WHAT IS BEING ASKED: Convert every line in the records into a JSON list of strings with one string per line, omitting blank lines.

Source data

——————

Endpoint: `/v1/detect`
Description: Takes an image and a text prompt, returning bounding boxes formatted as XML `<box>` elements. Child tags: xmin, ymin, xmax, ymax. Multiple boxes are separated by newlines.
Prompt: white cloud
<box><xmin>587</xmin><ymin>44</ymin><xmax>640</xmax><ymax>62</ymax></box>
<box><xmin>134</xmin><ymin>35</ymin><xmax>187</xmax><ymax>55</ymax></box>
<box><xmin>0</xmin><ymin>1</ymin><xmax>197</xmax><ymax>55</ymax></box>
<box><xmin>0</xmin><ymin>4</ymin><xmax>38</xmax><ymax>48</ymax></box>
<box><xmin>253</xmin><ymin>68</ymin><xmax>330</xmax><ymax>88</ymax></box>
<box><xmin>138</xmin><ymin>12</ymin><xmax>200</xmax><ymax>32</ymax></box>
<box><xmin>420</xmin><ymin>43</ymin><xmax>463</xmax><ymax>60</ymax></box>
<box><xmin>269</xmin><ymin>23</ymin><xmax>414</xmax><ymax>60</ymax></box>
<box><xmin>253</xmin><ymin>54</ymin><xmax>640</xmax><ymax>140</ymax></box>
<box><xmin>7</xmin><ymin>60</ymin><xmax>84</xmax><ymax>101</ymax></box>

——————

FINAL RESULT:
[
  "Endpoint: `/v1/detect`",
  "Description: Takes an image and a text prompt, returning bounding boxes formatted as XML `<box>` elements. Child tags: xmin, ymin, xmax, ymax. Multiple boxes are separated by newlines.",
  "Prompt: white cloud",
  "<box><xmin>587</xmin><ymin>44</ymin><xmax>640</xmax><ymax>62</ymax></box>",
  "<box><xmin>134</xmin><ymin>35</ymin><xmax>187</xmax><ymax>55</ymax></box>",
  "<box><xmin>0</xmin><ymin>1</ymin><xmax>197</xmax><ymax>55</ymax></box>",
  "<box><xmin>0</xmin><ymin>4</ymin><xmax>38</xmax><ymax>48</ymax></box>",
  "<box><xmin>253</xmin><ymin>68</ymin><xmax>330</xmax><ymax>88</ymax></box>",
  "<box><xmin>138</xmin><ymin>12</ymin><xmax>200</xmax><ymax>32</ymax></box>",
  "<box><xmin>420</xmin><ymin>43</ymin><xmax>463</xmax><ymax>60</ymax></box>",
  "<box><xmin>269</xmin><ymin>23</ymin><xmax>414</xmax><ymax>60</ymax></box>",
  "<box><xmin>253</xmin><ymin>54</ymin><xmax>640</xmax><ymax>140</ymax></box>",
  "<box><xmin>7</xmin><ymin>60</ymin><xmax>84</xmax><ymax>101</ymax></box>"
]